Problem requirements
Please pull out every line of the records below that contains the word "Each", and copy those lines in full. Case counts.

::: Dataset

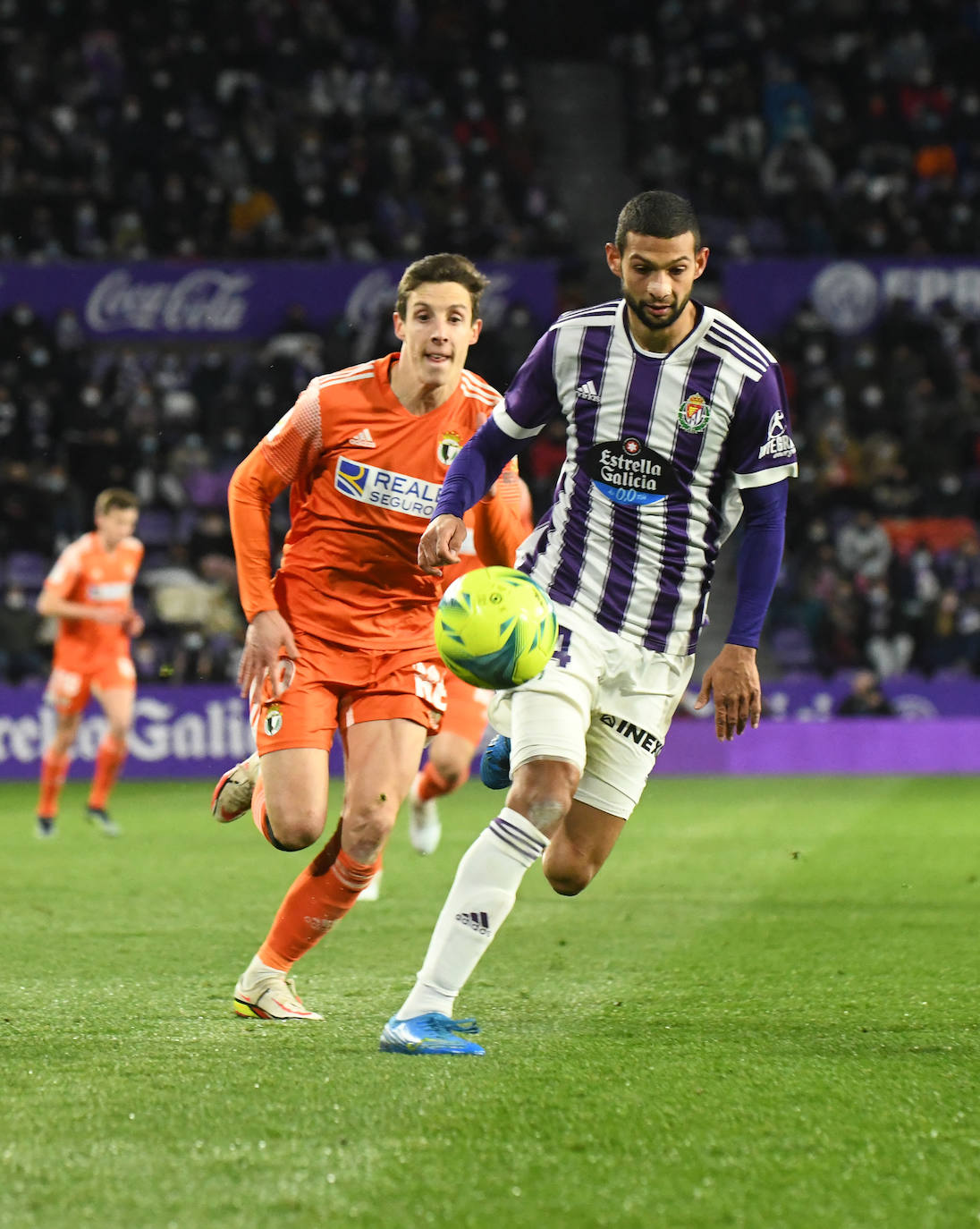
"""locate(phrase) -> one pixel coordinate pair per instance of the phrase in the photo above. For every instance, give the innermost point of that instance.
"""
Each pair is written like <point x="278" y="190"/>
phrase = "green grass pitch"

::::::
::: Dataset

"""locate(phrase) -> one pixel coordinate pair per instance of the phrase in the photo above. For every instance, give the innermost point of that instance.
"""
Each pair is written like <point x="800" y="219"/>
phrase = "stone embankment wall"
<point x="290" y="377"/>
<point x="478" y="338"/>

::::::
::: Dataset

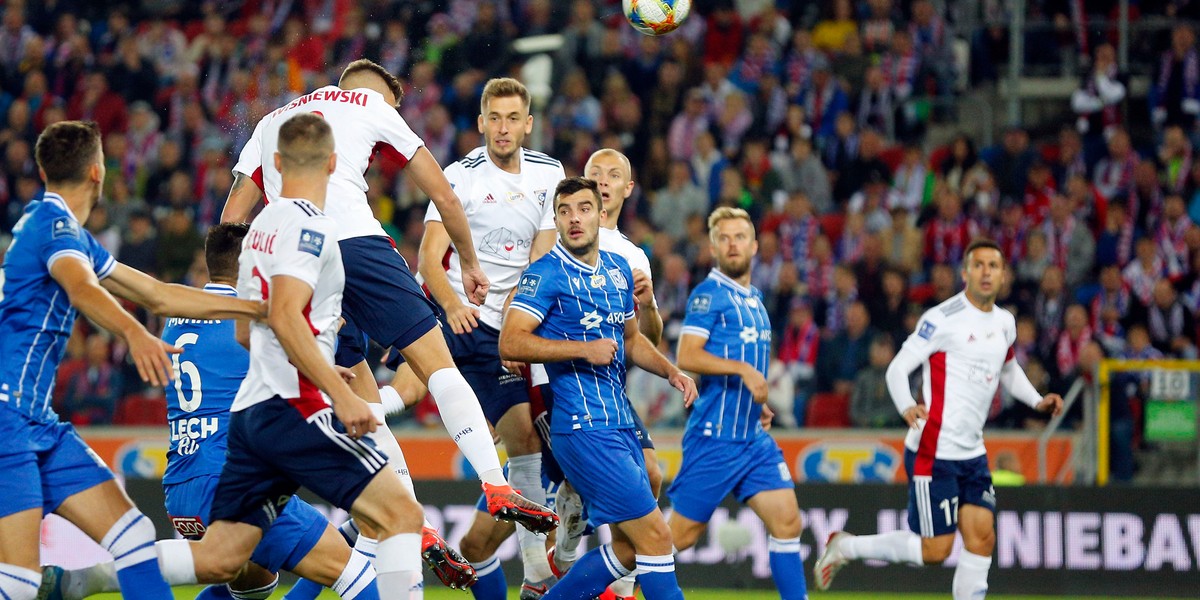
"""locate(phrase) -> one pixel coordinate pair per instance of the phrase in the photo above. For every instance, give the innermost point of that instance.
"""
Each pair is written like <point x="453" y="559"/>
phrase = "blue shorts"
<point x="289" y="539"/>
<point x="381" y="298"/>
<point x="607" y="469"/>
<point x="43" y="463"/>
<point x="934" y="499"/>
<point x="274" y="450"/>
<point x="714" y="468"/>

::::::

Expected answer
Each pair is written like <point x="278" y="190"/>
Each pair is written like <point x="800" y="219"/>
Each pair is written like <point x="453" y="559"/>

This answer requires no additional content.